> [Provided text]:
====
An ultrasound sticker

Researchers have created a stamp-sized ultrasound sticker that can provide images of internal organs continuously for 48 hours.

Currently, ultrasounds require bulky and specialised equipment only available in hospitals and doctors’ offices.

But a new design by Massachusetts Institute of Technology (MIT) engineers might make the technology as wearable and accessible as buying plasters at the pharmacy.

The patch was tested in people doing activities such as jogging and drinking fluids.

Ultrasounds allow doctors to see live images of a patient’s internal organs, and wands and probes are used to direct sound waves into the body.

These waves reflect back out to produce high-resolution images of a patient’s heart, lungs and other deep organs.

MIT graduate student Chonghe Wang said: “Wearable ultrasound imaging tools would have huge potential in the future of clinical diagnosis.

“However, the resolution and imaging duration of existing ultrasound patches is relatively low, and they cannot image deep organs.”

In the study researchers applied the stickers to volunteers and showed the devices produced live, high-resolution images of major blood vessels and deeper organs such as the heart, lungs and stomach.

The stickers stuck well and captured changes in organs as people performed various activities, including sitting, standing, jogging and cycling.

The current design requires connecting the stickers to instruments that translate the reflected sound waves into images.

But researchers say they could have an immediate impact, even in this form.
====
> [Material shown]:
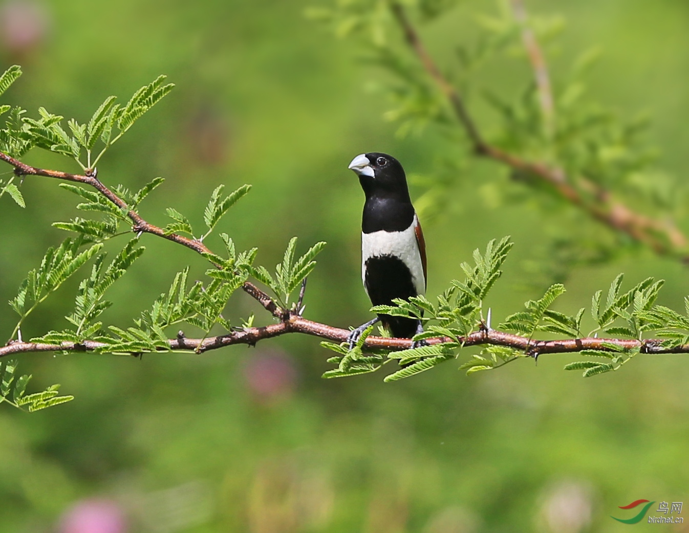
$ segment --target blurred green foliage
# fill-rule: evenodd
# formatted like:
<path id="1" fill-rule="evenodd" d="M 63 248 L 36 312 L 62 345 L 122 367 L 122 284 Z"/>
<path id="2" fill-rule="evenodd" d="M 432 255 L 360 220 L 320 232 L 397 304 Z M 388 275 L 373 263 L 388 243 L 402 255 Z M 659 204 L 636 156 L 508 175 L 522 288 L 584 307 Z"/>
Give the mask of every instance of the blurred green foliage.
<path id="1" fill-rule="evenodd" d="M 165 185 L 152 194 L 144 216 L 164 224 L 172 205 L 195 213 L 196 226 L 219 183 L 229 190 L 253 184 L 216 233 L 229 234 L 239 249 L 258 247 L 258 261 L 267 264 L 280 260 L 293 236 L 327 241 L 305 300 L 307 316 L 321 322 L 346 326 L 369 317 L 359 279 L 362 198 L 346 166 L 371 149 L 399 157 L 415 198 L 438 176 L 448 183 L 442 194 L 422 197 L 430 206 L 424 220 L 432 220 L 424 224 L 430 294 L 457 277 L 471 250 L 511 233 L 511 268 L 487 302 L 496 323 L 566 275 L 568 291 L 556 309 L 575 314 L 620 271 L 633 283 L 666 280 L 659 302 L 681 309 L 689 282 L 677 262 L 639 247 L 617 253 L 626 243 L 562 202 L 535 201 L 494 165 L 457 157 L 432 128 L 395 136 L 398 125 L 382 118 L 389 101 L 370 90 L 388 80 L 358 61 L 351 41 L 332 39 L 303 16 L 313 3 L 6 2 L 0 67 L 21 63 L 25 74 L 3 99 L 85 123 L 108 94 L 131 94 L 167 74 L 175 92 L 108 151 L 99 178 L 137 190 L 163 176 Z M 19 6 L 33 6 L 25 12 L 34 25 L 25 34 L 6 25 L 27 20 L 10 16 Z M 682 198 L 686 3 L 528 7 L 557 10 L 566 21 L 559 48 L 549 50 L 555 76 L 600 45 L 590 93 L 623 117 L 648 110 L 661 166 L 679 176 L 667 193 L 658 175 L 652 191 Z M 495 9 L 465 0 L 422 34 L 442 58 L 474 34 L 477 14 Z M 528 76 L 522 66 L 497 61 L 483 83 L 513 95 L 514 81 Z M 495 120 L 487 106 L 479 105 L 477 115 Z M 34 151 L 25 160 L 79 169 L 56 154 Z M 9 170 L 0 169 L 0 177 Z M 21 192 L 25 210 L 11 202 L 0 209 L 5 300 L 63 238 L 50 223 L 78 214 L 54 180 L 28 178 Z M 668 212 L 661 202 L 654 209 Z M 681 204 L 675 209 L 681 214 Z M 581 247 L 573 248 L 562 229 L 568 227 L 577 229 L 573 244 L 604 261 L 582 264 Z M 218 235 L 208 238 L 221 247 Z M 190 279 L 203 275 L 201 258 L 157 241 L 146 240 L 147 253 L 110 295 L 107 322 L 128 323 L 187 265 Z M 601 242 L 613 252 L 599 253 Z M 37 309 L 25 336 L 66 326 L 61 317 L 72 310 L 77 283 Z M 227 314 L 254 311 L 260 316 L 252 300 L 236 294 Z M 0 313 L 7 337 L 14 318 L 9 306 Z M 446 364 L 385 386 L 376 375 L 320 379 L 327 356 L 314 339 L 291 335 L 202 356 L 23 357 L 22 371 L 37 384 L 59 382 L 77 401 L 31 416 L 0 410 L 0 531 L 53 531 L 88 499 L 116 502 L 132 532 L 622 531 L 627 526 L 608 516 L 618 505 L 687 499 L 686 356 L 638 360 L 624 373 L 591 380 L 563 373 L 570 359 L 561 355 L 469 378 Z"/>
====
> [Tasks for this exercise]:
- a) Answer these questions from the ultrasound sticker article.
(i) For how long can the sticker provide images of internal organs continuously?
(ii) Which activities did people perform while the stickers captured changes in their organs?
(iii) What does the current design of the stickers require?
- b) Write a continuation of the ultrasound sticker article, starting after its final sentence.

> [Your responses]:
- a)
(i) 48 hours.
(ii) Sitting, standing, jogging and cycling.
(iii) It requires connecting the stickers to instruments that translate the reflected sound waves into images.

- b)
For example, they could be applied to patients in the hospital, similar to heart-monitoring EKG stickers, and could continuously image internal organs without requiring a technician to hold a probe in place for long periods of time.

The team is also working towards making the devices wireless, which could allow patients to take them home from a doctor’s office or even buy them at a pharmacy.

The engineers suggest the devices might help people capture the moment in a workout before overuse, and stop before muscles become sore.

While it is not yet known when that moment might be, the images from the sticker might be able to provide imaging data that experts can interpret.

Senior author Xuanhe Zhao, professor of mechanical engineering and civil and environmental engineering at MIT, said: “We envision a few patches adhered to different locations on the body, and the patches would communicate with your cell phone, where AI algorithms would analyse the images on demand.

“We believe we’ve opened a new era of wearable imaging: with a few patches on your body, you could see your internal organs.”

The findings are published in the Science journal.